Available data:
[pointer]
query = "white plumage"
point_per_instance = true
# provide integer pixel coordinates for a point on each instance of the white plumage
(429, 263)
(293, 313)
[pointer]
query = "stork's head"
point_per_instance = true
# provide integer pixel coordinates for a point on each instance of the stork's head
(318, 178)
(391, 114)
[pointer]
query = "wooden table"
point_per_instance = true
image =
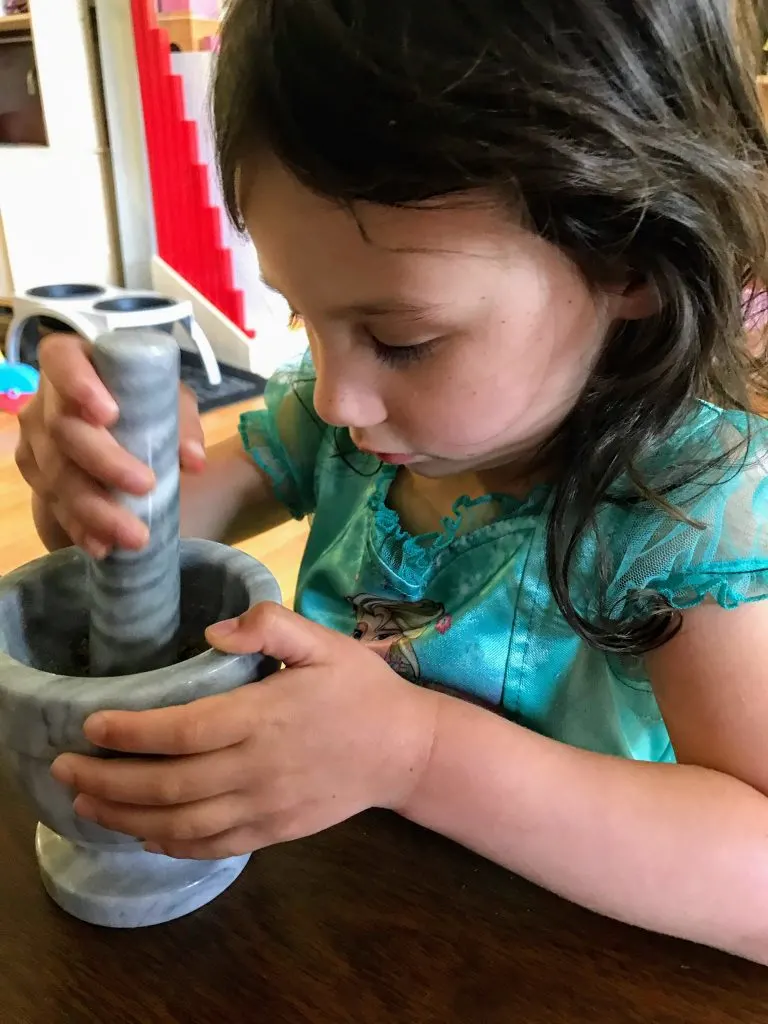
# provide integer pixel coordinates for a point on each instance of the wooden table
(372, 923)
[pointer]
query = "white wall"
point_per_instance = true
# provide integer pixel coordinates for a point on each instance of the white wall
(55, 201)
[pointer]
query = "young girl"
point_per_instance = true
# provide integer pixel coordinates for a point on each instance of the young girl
(531, 609)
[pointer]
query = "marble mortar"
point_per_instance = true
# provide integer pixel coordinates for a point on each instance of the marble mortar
(47, 689)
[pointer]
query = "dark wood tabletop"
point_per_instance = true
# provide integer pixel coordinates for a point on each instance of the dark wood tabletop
(375, 922)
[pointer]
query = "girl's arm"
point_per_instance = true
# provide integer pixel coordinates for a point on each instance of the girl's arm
(677, 848)
(231, 499)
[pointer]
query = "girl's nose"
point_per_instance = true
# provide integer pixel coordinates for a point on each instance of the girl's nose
(345, 393)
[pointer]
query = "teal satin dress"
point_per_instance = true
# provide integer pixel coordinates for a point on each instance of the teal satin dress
(469, 608)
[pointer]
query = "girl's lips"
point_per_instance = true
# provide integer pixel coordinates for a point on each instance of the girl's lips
(393, 459)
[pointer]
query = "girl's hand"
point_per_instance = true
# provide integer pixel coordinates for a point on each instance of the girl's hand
(69, 458)
(334, 733)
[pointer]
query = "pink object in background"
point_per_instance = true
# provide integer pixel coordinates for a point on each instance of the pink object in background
(204, 8)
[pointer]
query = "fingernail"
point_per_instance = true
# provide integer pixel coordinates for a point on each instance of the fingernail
(61, 770)
(95, 548)
(84, 807)
(95, 727)
(107, 404)
(224, 628)
(195, 450)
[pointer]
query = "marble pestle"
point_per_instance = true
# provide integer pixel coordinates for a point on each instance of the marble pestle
(134, 595)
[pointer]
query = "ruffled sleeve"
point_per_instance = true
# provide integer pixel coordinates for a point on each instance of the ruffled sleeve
(720, 553)
(285, 438)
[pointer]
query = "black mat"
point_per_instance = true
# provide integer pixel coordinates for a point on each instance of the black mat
(237, 385)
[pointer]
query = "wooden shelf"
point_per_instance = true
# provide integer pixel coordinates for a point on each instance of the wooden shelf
(15, 24)
(187, 31)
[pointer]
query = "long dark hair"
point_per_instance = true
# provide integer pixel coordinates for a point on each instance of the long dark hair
(630, 133)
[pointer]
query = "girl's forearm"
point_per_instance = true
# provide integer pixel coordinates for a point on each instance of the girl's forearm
(229, 500)
(676, 849)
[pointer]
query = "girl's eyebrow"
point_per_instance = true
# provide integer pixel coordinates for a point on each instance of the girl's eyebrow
(378, 307)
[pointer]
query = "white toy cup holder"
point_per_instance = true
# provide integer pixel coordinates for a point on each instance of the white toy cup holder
(92, 309)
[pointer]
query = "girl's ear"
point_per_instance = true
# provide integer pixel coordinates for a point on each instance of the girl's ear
(637, 300)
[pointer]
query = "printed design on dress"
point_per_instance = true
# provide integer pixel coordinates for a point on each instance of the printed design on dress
(389, 626)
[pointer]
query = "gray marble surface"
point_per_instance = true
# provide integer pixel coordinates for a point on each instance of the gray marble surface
(46, 692)
(129, 889)
(134, 595)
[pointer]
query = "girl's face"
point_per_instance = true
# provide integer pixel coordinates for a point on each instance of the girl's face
(449, 340)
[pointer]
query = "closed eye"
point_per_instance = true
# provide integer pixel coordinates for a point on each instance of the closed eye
(399, 355)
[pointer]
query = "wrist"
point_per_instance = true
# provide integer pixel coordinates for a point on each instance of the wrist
(415, 733)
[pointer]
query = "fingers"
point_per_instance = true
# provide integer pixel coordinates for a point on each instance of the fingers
(153, 782)
(85, 509)
(176, 824)
(65, 363)
(232, 843)
(205, 725)
(96, 453)
(273, 631)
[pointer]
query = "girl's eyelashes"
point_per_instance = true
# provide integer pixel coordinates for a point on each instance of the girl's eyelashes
(400, 355)
(392, 355)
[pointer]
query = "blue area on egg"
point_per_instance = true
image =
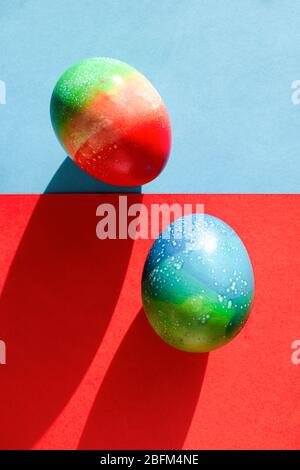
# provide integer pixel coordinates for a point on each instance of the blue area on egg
(198, 283)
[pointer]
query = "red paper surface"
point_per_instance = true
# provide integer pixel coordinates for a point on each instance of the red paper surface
(84, 368)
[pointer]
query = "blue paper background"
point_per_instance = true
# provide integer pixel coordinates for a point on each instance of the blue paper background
(223, 67)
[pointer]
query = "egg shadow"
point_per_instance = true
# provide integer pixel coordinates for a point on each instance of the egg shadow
(148, 397)
(58, 298)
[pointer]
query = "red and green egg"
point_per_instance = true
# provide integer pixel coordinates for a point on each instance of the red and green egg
(111, 121)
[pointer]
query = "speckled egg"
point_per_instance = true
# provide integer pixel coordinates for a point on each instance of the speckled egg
(111, 121)
(198, 284)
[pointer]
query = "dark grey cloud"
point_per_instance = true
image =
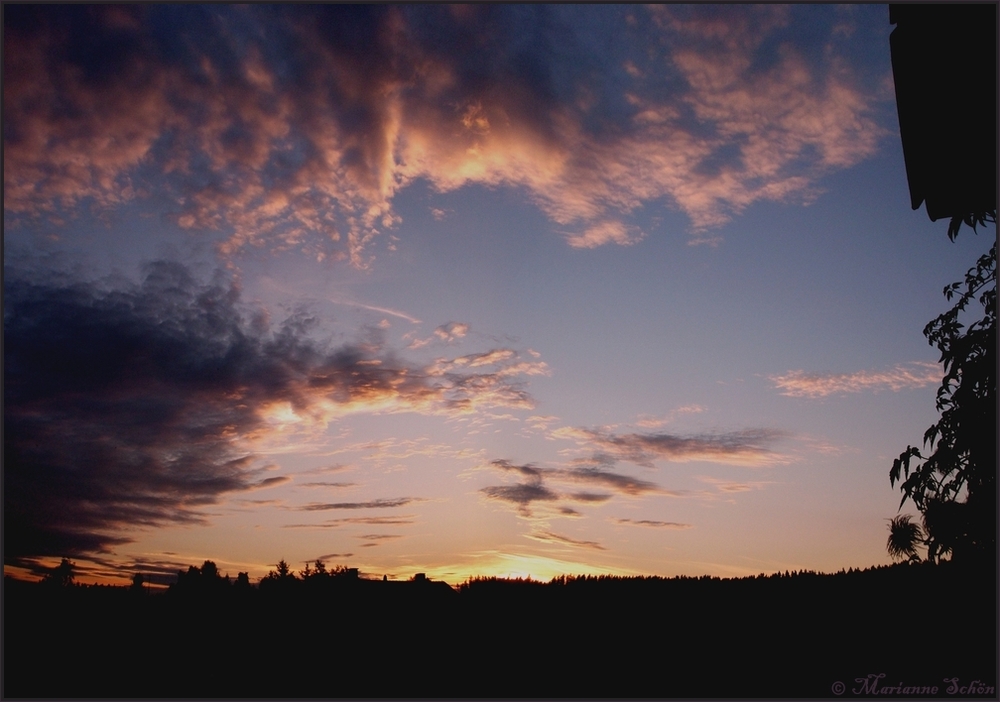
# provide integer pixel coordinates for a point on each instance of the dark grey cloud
(327, 556)
(528, 471)
(401, 520)
(597, 497)
(550, 537)
(534, 488)
(618, 482)
(271, 482)
(521, 495)
(328, 484)
(130, 405)
(294, 126)
(380, 537)
(370, 504)
(752, 447)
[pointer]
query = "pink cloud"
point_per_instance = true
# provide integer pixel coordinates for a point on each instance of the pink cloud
(901, 377)
(308, 151)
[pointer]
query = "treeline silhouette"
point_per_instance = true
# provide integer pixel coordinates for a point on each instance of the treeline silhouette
(331, 632)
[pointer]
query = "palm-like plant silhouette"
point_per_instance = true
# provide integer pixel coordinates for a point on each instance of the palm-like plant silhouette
(904, 535)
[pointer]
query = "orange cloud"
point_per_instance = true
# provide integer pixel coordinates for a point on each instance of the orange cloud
(307, 150)
(901, 377)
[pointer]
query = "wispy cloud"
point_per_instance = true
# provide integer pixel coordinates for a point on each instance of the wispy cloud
(400, 520)
(321, 484)
(653, 524)
(744, 447)
(903, 376)
(729, 486)
(370, 504)
(533, 487)
(552, 538)
(140, 404)
(307, 150)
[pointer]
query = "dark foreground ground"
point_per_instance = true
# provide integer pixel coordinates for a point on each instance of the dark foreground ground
(800, 636)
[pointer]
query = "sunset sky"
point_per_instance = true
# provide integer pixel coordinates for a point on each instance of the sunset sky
(496, 290)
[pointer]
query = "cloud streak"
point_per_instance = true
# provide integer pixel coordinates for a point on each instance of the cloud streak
(138, 405)
(749, 447)
(654, 524)
(903, 376)
(295, 127)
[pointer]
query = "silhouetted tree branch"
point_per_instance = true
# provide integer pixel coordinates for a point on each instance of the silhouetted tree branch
(954, 486)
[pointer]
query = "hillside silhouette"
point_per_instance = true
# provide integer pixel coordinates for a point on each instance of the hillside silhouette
(334, 633)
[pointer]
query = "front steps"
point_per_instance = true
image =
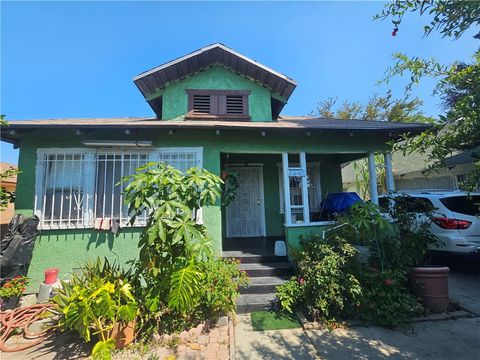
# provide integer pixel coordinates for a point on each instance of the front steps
(266, 272)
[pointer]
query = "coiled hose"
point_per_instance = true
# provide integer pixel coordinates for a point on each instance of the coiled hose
(23, 318)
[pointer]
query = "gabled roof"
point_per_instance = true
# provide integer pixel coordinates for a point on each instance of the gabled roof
(150, 81)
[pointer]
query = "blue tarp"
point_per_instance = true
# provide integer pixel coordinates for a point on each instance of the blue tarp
(339, 202)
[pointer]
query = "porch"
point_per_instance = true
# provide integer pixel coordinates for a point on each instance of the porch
(279, 197)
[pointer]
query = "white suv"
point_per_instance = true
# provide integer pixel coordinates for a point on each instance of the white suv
(455, 221)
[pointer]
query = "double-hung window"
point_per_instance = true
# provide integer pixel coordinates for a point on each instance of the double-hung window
(314, 189)
(76, 186)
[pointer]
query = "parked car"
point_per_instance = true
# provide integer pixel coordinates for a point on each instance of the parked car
(455, 220)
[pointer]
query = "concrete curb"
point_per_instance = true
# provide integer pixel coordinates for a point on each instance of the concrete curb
(231, 334)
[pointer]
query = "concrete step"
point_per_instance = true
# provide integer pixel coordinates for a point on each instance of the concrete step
(264, 285)
(253, 302)
(267, 269)
(253, 258)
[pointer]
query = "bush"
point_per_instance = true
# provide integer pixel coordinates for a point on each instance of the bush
(386, 299)
(220, 288)
(93, 302)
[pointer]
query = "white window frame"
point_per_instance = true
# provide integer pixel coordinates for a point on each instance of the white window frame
(317, 183)
(90, 186)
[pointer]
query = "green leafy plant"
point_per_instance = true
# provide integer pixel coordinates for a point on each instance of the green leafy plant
(386, 299)
(221, 285)
(327, 287)
(174, 243)
(93, 302)
(14, 287)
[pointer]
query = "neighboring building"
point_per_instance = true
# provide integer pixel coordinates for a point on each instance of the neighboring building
(216, 109)
(408, 172)
(9, 184)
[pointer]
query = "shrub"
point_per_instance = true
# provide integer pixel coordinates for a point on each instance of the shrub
(93, 302)
(386, 300)
(14, 287)
(220, 288)
(327, 287)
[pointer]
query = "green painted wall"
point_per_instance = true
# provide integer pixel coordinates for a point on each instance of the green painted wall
(175, 99)
(62, 247)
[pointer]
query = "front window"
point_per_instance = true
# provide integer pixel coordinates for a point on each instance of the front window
(77, 187)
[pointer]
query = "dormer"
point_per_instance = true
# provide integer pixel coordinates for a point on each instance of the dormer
(212, 83)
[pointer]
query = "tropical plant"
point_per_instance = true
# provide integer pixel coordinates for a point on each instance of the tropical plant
(14, 287)
(221, 285)
(93, 302)
(386, 299)
(173, 243)
(327, 287)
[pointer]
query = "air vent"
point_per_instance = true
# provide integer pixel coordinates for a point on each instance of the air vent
(201, 104)
(234, 104)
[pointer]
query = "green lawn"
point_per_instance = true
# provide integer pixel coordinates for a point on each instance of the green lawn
(269, 320)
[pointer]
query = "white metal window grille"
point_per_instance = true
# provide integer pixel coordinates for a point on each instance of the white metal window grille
(75, 186)
(314, 189)
(64, 189)
(111, 167)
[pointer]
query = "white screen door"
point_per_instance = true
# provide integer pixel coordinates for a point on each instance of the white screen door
(246, 213)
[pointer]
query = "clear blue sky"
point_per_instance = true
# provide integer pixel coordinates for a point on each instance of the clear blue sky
(77, 59)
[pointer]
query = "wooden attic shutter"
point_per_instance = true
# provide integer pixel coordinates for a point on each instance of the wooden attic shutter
(201, 104)
(235, 105)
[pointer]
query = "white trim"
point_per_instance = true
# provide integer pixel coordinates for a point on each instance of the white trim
(317, 223)
(372, 174)
(286, 190)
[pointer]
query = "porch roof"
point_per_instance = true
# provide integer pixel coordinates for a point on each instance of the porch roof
(284, 123)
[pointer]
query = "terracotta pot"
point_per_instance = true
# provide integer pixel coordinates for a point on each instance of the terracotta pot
(123, 334)
(430, 283)
(9, 303)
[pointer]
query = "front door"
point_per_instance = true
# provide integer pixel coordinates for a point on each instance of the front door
(246, 213)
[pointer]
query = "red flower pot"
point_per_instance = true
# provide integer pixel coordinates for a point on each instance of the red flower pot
(51, 276)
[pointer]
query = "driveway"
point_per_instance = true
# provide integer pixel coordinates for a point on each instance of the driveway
(440, 340)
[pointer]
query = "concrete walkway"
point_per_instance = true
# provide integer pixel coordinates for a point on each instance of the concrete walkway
(440, 340)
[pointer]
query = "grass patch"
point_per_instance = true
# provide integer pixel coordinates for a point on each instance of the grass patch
(270, 320)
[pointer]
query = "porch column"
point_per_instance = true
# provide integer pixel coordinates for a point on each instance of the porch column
(389, 172)
(372, 175)
(306, 205)
(286, 189)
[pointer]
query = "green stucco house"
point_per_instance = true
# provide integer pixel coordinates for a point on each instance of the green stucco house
(214, 108)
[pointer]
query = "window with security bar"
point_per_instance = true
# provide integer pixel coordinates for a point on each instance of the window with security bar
(314, 190)
(76, 186)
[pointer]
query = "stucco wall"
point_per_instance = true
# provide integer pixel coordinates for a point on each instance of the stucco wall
(175, 99)
(60, 248)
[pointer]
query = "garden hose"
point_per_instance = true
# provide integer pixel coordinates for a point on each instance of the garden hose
(22, 318)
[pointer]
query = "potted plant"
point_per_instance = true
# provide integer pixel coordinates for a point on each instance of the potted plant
(11, 291)
(408, 247)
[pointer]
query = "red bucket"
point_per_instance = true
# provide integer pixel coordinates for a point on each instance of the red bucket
(51, 276)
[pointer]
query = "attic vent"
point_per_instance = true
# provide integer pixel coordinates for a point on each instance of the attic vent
(218, 104)
(201, 104)
(235, 104)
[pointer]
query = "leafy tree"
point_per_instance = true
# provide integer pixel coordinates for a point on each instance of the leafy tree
(173, 243)
(451, 18)
(458, 84)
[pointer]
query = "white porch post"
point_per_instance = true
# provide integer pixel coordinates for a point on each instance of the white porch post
(286, 189)
(389, 172)
(372, 175)
(306, 206)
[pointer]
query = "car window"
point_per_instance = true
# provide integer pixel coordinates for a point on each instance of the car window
(468, 205)
(414, 204)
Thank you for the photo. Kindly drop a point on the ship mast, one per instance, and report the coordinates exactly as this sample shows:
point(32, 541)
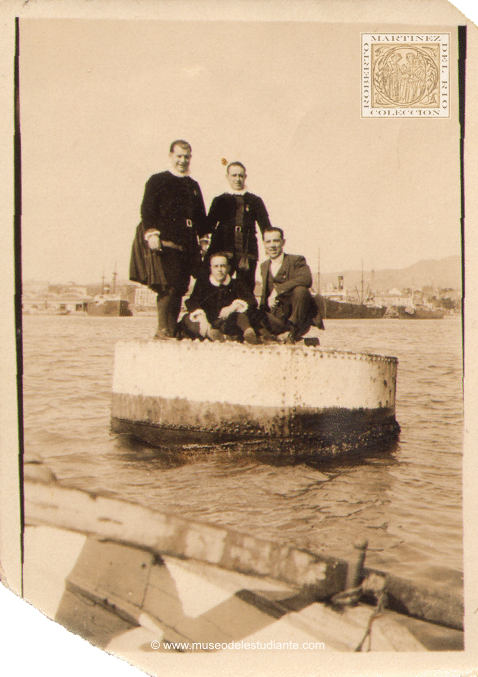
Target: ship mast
point(361, 298)
point(318, 273)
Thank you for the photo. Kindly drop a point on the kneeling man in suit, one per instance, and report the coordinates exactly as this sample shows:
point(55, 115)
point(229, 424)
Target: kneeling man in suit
point(218, 306)
point(286, 302)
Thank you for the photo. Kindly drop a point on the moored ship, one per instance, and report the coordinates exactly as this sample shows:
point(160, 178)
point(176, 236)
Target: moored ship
point(420, 313)
point(109, 305)
point(346, 310)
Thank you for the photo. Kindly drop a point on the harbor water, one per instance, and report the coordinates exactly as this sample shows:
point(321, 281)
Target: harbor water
point(406, 500)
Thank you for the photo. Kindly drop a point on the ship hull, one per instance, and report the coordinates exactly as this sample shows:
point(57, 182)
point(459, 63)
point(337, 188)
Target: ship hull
point(338, 310)
point(420, 313)
point(114, 308)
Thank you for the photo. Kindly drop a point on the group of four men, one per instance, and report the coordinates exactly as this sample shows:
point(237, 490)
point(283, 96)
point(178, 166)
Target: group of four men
point(166, 253)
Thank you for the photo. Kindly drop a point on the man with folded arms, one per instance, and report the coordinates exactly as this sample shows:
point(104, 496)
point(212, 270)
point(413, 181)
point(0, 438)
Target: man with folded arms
point(286, 302)
point(232, 221)
point(218, 306)
point(165, 250)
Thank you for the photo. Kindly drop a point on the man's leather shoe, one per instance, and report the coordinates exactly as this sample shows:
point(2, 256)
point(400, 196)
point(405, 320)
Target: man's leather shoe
point(215, 335)
point(250, 337)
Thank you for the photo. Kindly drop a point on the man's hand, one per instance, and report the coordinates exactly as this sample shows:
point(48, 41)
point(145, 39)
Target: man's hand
point(273, 298)
point(237, 306)
point(154, 242)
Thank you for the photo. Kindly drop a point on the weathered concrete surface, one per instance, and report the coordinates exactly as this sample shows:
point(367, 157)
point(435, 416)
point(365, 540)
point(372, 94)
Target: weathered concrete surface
point(185, 391)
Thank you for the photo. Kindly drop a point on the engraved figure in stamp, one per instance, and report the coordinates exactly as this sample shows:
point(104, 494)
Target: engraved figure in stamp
point(405, 75)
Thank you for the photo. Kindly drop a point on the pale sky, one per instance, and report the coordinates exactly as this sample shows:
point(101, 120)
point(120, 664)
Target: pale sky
point(101, 101)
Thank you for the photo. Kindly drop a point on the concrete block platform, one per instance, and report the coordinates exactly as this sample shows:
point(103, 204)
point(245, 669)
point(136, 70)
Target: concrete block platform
point(290, 399)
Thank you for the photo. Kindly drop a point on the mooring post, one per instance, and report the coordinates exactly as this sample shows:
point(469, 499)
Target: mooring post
point(355, 568)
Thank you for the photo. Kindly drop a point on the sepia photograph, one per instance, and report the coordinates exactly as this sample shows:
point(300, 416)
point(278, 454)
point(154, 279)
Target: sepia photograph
point(234, 418)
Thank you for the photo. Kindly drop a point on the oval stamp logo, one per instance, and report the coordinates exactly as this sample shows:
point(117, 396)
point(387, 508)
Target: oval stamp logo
point(405, 75)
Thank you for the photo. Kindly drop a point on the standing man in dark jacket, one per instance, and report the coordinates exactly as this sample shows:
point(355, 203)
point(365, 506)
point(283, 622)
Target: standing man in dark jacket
point(232, 221)
point(286, 302)
point(165, 250)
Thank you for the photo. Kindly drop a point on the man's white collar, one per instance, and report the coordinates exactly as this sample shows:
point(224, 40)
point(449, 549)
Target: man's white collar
point(176, 173)
point(237, 192)
point(213, 281)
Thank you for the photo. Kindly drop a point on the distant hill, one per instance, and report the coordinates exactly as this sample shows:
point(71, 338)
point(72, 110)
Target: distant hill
point(442, 274)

Task directions: The exact lines of the material above starting at the one that contains "Target: man's hand" and ending at the one that contains "point(449, 549)" are what to retype; leave out everything else.

Task result:
Target: man's hand
point(273, 298)
point(237, 306)
point(154, 242)
Thank you for the photo. Kindly drop a point on the weathered concrete surface, one per instance, and report the coordinates exactly as this sample shows:
point(367, 157)
point(435, 416)
point(365, 540)
point(372, 94)
Target: weathered concrete surface
point(185, 391)
Thank you for the photo. Kindly drop a point on the engraved figure in stamp, one per instance, and report the coordinates exactly as this sample shows:
point(104, 494)
Target: engraved figure in stamp
point(405, 75)
Thank you for the photo. Kindly drop a point on the pale sky, one per instance, and report the coordinates exactly as this sample shows:
point(101, 120)
point(120, 664)
Target: pale sky
point(101, 101)
Thank you for the photo. Kindly drop a point on the concrete block platform, one per instance, and report the coordinates exactly as this sample shows:
point(103, 204)
point(245, 669)
point(136, 70)
Target: concrete block platform
point(290, 399)
Thank you for the photo. Kindly drop a point on the mooring post, one per instance, and report the coordinates exactly as this sample shows:
point(469, 499)
Target: mooring post
point(355, 568)
Thank you for the photo. Kindly drop a point on the sepia photograph, one per instance, and report the coordinates exactly as this sample shows:
point(300, 416)
point(278, 454)
point(154, 279)
Target: sepia photograph
point(234, 418)
Thank you for the photo. Kindly drop a point on the oval stamp logo, one per instance, and report the coordinates exactly as this sample shows:
point(117, 396)
point(387, 508)
Target: oval stamp logo
point(405, 75)
Thank you for the photo. Kindly drop a point on the standing man in dark jacket, one per instance, and report the coordinates exactly as this sample shows:
point(355, 203)
point(365, 506)
point(283, 622)
Target: standing man in dark jacket
point(232, 221)
point(286, 302)
point(165, 250)
Thank you for the photo. Kindly drop a point on the man's white collar, one per instance, and report the coordinates exactly as this sample shows:
point(224, 40)
point(449, 549)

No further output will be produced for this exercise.